== Material
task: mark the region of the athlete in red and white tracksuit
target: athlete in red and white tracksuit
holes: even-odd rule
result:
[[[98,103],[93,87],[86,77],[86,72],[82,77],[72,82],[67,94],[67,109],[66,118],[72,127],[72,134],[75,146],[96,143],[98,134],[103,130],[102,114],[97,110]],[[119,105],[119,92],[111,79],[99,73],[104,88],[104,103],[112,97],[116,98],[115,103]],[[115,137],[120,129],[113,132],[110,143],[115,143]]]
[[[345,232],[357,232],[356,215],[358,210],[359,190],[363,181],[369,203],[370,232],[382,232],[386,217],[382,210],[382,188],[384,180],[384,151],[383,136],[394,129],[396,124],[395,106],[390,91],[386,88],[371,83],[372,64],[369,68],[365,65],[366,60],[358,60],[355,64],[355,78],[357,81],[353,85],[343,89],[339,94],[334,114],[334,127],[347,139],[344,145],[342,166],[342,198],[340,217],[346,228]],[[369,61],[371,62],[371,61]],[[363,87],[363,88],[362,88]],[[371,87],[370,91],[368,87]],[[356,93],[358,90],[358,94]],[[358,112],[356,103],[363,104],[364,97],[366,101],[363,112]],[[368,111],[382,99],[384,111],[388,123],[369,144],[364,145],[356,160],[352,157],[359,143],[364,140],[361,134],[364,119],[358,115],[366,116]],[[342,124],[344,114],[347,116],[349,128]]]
====
▸ **Instruction**:
Swap "athlete" for "runner" throughout the material, and write it out again with nothing else changed.

▸ **Exercise answer**:
task: mark the region of the runner in red and white tracksuit
target: runner in red and white tracksuit
holes: even-odd rule
result:
[[[98,103],[93,87],[86,77],[86,72],[82,77],[72,82],[67,94],[67,109],[66,118],[72,127],[72,134],[75,146],[96,143],[98,134],[103,130],[102,114],[97,110]],[[119,105],[119,92],[111,79],[99,73],[104,88],[104,103],[112,97],[116,98],[115,103]],[[115,137],[120,129],[113,132],[110,143],[115,143]]]
[[[345,232],[357,232],[356,215],[358,210],[359,190],[363,181],[369,203],[370,232],[382,232],[386,217],[382,210],[382,188],[384,180],[384,151],[383,136],[394,129],[396,124],[395,106],[390,91],[386,88],[371,83],[372,64],[369,68],[365,65],[366,60],[358,60],[355,64],[355,78],[357,81],[353,85],[343,89],[339,94],[334,114],[334,127],[347,139],[344,145],[342,166],[342,198],[340,217],[346,228]],[[369,61],[371,62],[371,61]],[[363,87],[363,88],[362,88]],[[371,87],[370,91],[368,87]],[[356,93],[358,90],[358,94]],[[358,112],[356,103],[363,104],[364,97],[366,101],[363,112]],[[368,111],[382,99],[384,111],[388,123],[369,144],[364,145],[356,160],[352,157],[359,143],[364,140],[361,134],[364,119],[358,115],[366,116]],[[342,124],[344,114],[347,116],[349,128]]]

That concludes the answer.